With the images set aside, retype every record below character for character.

- DATA RECORDS:

━━━━━━━━━━

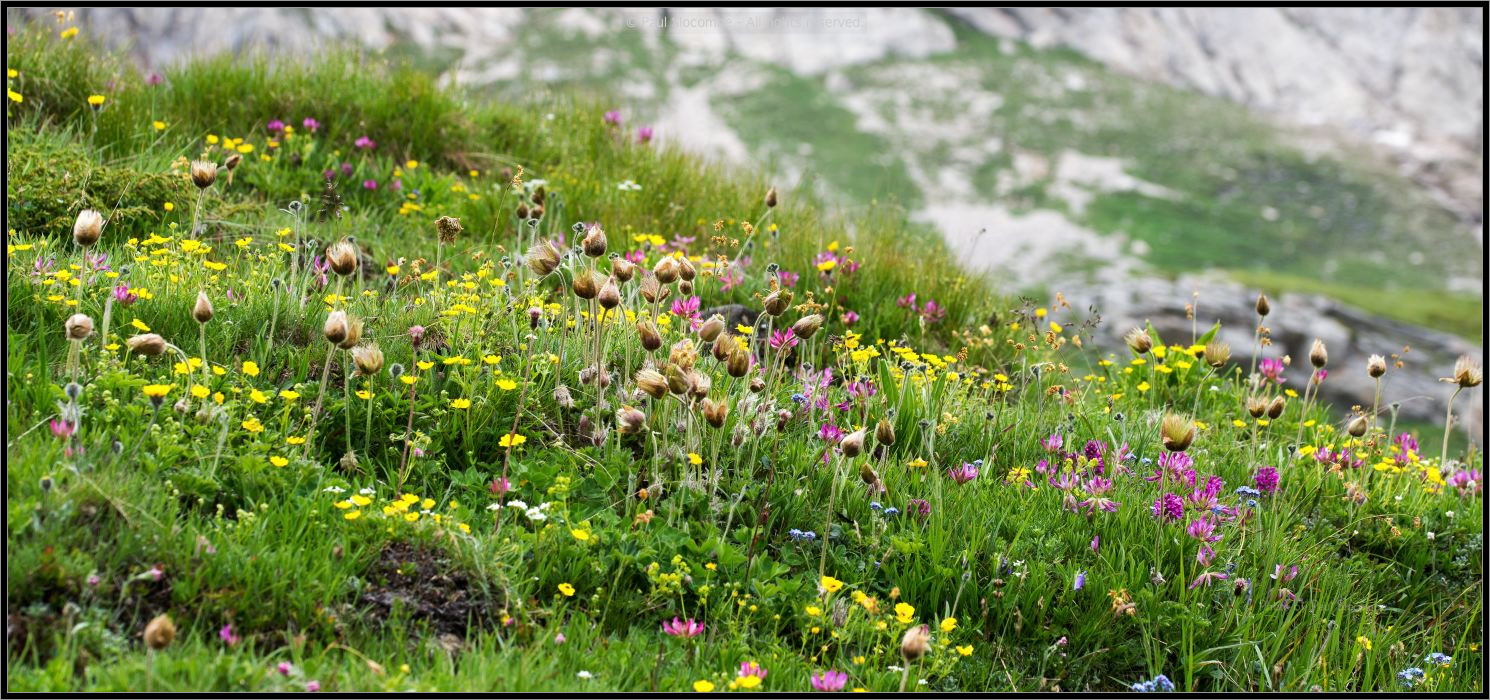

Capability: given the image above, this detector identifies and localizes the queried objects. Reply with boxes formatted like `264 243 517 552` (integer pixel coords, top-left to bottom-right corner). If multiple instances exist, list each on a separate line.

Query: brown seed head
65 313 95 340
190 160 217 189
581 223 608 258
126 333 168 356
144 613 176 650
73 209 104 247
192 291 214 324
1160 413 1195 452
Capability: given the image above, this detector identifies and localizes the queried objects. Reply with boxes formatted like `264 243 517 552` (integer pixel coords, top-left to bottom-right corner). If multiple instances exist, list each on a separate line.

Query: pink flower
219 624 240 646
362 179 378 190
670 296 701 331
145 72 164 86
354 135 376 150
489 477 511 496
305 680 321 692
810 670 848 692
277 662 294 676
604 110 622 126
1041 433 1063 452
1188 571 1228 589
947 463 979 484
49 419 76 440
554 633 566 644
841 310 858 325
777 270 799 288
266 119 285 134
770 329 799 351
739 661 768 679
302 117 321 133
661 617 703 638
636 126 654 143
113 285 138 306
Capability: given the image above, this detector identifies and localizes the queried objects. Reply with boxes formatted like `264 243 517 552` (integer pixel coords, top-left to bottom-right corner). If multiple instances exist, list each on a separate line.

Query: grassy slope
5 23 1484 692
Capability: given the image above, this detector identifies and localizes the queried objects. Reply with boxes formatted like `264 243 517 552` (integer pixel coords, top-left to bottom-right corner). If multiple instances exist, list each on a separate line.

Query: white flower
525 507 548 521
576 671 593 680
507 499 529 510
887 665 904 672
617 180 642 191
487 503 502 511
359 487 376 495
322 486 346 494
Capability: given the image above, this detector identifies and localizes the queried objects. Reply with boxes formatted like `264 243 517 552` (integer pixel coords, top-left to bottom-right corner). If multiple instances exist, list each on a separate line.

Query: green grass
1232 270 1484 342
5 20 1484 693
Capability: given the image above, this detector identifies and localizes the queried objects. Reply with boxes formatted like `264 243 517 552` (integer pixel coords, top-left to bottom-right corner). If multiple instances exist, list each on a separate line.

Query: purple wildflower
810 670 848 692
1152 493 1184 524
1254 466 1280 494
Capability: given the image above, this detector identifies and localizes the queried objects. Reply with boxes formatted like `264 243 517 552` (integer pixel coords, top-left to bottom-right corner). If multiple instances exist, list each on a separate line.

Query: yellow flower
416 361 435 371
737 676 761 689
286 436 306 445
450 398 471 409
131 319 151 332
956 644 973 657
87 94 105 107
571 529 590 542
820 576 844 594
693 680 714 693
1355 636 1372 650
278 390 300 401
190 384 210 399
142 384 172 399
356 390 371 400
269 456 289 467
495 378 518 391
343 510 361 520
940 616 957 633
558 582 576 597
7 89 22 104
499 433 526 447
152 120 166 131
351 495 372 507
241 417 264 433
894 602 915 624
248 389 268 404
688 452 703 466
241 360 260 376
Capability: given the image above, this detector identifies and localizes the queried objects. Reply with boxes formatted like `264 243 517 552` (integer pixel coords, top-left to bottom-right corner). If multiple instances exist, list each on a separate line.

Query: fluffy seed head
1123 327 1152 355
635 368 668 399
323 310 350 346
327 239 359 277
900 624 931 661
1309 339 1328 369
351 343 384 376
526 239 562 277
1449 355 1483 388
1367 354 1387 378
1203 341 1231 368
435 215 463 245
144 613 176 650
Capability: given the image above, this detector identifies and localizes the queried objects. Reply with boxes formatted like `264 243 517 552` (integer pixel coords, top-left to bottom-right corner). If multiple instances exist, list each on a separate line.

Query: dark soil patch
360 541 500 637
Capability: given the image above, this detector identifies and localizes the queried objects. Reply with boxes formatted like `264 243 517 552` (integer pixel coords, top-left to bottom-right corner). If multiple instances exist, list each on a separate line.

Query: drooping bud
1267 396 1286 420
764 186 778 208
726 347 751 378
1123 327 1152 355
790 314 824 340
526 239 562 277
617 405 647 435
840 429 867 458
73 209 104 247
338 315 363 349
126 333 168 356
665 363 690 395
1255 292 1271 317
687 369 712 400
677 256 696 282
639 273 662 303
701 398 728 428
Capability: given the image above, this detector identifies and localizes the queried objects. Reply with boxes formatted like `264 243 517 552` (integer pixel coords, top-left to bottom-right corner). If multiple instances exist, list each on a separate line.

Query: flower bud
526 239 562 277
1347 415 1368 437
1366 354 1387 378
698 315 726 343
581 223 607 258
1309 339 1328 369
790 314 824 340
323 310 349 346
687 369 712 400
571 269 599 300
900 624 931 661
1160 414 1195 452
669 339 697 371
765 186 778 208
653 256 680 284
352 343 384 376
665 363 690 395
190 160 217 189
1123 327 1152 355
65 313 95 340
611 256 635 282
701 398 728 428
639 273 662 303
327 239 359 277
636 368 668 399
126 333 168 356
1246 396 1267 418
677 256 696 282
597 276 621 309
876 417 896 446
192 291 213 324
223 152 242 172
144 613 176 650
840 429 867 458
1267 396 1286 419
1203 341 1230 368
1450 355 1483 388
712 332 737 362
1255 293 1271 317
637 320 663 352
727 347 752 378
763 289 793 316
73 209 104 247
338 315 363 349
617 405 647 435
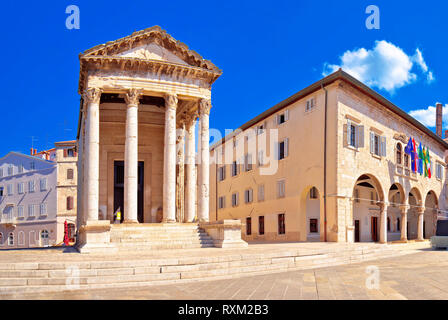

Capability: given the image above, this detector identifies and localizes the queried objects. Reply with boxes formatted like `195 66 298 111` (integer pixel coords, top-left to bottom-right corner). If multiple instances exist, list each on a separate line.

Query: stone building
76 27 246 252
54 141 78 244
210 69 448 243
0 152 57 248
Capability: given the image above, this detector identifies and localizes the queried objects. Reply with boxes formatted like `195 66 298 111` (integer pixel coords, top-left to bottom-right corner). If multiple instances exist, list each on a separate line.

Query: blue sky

━━━━━━━━━━

- OUTPUT:
Capability: given the image above, this detector identifies and localizes the queried objects. Reply with boxes formatted like `264 243 517 552` (integer pixel coords, top-left to bottom-right corner). If multiple instances exist, list each on a separate line.

Query: brown seed head
65 313 95 340
190 160 217 189
581 223 608 258
126 333 168 356
144 613 176 650
73 209 104 247
192 291 214 324
1160 413 1195 452
Capability: given the image above, this detector identifies and localizes the queried objects. Reply with boxes formatted like `264 243 517 552` (integer pixel coords, top-left to bottom-right corner). If multiple instances exist, list each on a separate line.

Query: pink flower
219 624 240 646
362 179 378 190
670 296 701 331
145 72 164 86
354 135 376 150
489 477 511 496
305 680 321 692
810 670 848 692
277 662 294 676
604 110 622 126
1041 433 1063 452
1188 571 1228 589
947 463 979 484
49 419 76 440
554 633 566 644
841 310 858 325
777 270 799 288
266 119 285 134
770 329 799 351
739 661 768 679
302 117 321 133
661 617 703 638
636 126 654 143
113 285 138 306
Capability: given the image above, this detector identifies and localizes the queried objects. Reply with boxes formatted like `264 243 517 552` (integer pixel coords, top-left to bottom-right corner). If multiple instances exist, list each on a separate line.

Query: grassy slope
5 23 1484 692
Capability: given the image above, this detector identifies and localizes the queried objects. Reply with boxes formatted like `264 243 517 552` (integer pixel coords, top-left to bottom-right corner). If multiple instances exist, list each on a separate line.

Query: white flower
525 507 548 521
576 671 593 680
507 499 529 510
887 665 904 672
617 180 642 191
487 503 502 511
359 487 376 495
322 486 346 494
Capability: given the image above, this detector identifies and localizes the queried objects. Reply with boxes formatted like `264 243 517 552` (integer pixel coords, top-left to bottom-right corner). If multiple instances exist, list each on a separate line.

Query: green grass
1232 270 1484 342
5 20 1484 693
Capability: given the image above, this detector identifies and localizes the queried objects. Reply with boxes formatted like `264 243 517 552` (integer pixel coords, top-left to bottom-right corner). If multiple instances exist, list each on a separate line.

Query: purple wildflower
810 670 848 692
1152 493 1184 524
1254 466 1280 494
Capability: given the image above, this detector identifies and localizes the queried objects. Reply with boxes formatted like `264 243 517 552` (integer pixel coords, top-left to bottom-right corner). If multiple instances exist, list each on a separate line.

Query: yellow flower
416 361 435 371
737 676 761 689
286 436 306 445
450 398 471 409
131 319 151 332
956 644 973 657
87 94 105 107
571 529 590 542
820 576 844 594
693 680 714 693
1355 636 1372 650
278 390 300 401
190 384 210 399
142 384 172 399
356 390 371 400
269 456 289 467
495 378 518 391
343 510 361 520
940 616 957 633
558 582 576 597
7 89 22 104
499 433 526 447
152 120 166 131
351 495 372 507
241 417 264 433
894 602 915 624
248 389 268 404
688 452 703 466
241 360 260 376
Capability: given the image above, this detector identifies and localizes the queried objects. Reply with boxes formatted like `264 243 517 552` (integer pixel coords, top-left to bottom-right corner). If multiple instances exist, list each on a separate line.

Query: fluffy seed head
1123 327 1152 355
635 368 668 399
323 310 350 346
327 239 359 277
900 624 931 661
1309 339 1328 369
351 343 384 376
526 239 562 277
1449 355 1483 388
1367 354 1387 378
1203 341 1231 368
435 215 463 245
144 613 176 650
Capability: given the image above, this detector identifies and localizes the queried objects. Reply with boxes formatted like `264 243 517 552` (integer pixel coords, top-left to bottom-right corner). If multiple instances exist, list each on a separate line.

Query: dark soil patch
360 541 500 637
Capability: given the image above, this detector identifies and localizes the queried objects. Reply with boxes formatted like `264 243 517 552` (integer pixel coords, top-left to bottom-right corner). If multiple instances exist, list each on a separate line.

Query: drooping bud
1267 396 1286 420
764 186 778 208
726 347 751 378
1123 327 1152 355
790 314 824 340
526 239 562 277
617 405 647 435
840 429 867 458
73 209 104 247
338 315 363 349
126 333 168 356
665 363 690 395
1255 292 1271 317
687 369 712 400
677 256 696 282
639 273 662 303
701 398 728 428
Capability: given the image above, this detector identifies and localizes the queried objects. Reply with boxes formatted like `264 243 517 552` (integer pixel coords, top-left to bottom-right corner). If multiple instances exist, list each on a separate line.

Query: flower bud
526 239 562 277
1347 415 1368 437
1366 354 1387 378
698 315 726 343
581 223 607 258
1309 339 1328 369
790 314 824 340
323 310 349 346
687 369 712 400
571 269 599 300
900 624 931 661
1160 414 1195 452
669 339 697 371
765 186 778 208
653 256 680 284
352 343 384 376
665 363 690 395
190 160 217 189
1123 327 1152 355
65 313 95 340
611 256 635 282
701 398 728 428
639 273 662 303
327 239 359 277
636 368 668 399
126 333 168 356
1246 396 1267 418
677 256 696 282
597 276 621 309
876 417 896 446
192 291 213 324
223 152 242 172
144 613 176 650
840 429 867 458
1267 396 1286 419
1203 341 1230 368
1450 355 1483 388
712 332 737 362
1255 293 1271 317
637 320 663 352
727 347 752 378
763 289 793 316
73 209 104 247
338 315 363 349
617 405 647 435

Capability: given the image above, this detector identifies and localizes the queried objects. Reply with boxes formatted like `195 66 298 111` (integer pixel coords, top-left to bottom-right corner). If multiple instances exist, list each on a separate line.

Query: stone building
76 27 246 252
54 141 78 244
210 69 448 243
0 152 57 248
Capability: given the image above, this detector identifies and localizes the queried objects. Reply with boxes formatted like `195 66 298 111` (integer pixel coords, top-left to bottom-right corner). If multiple instances exist, list each on a separate line.

Query: blue sky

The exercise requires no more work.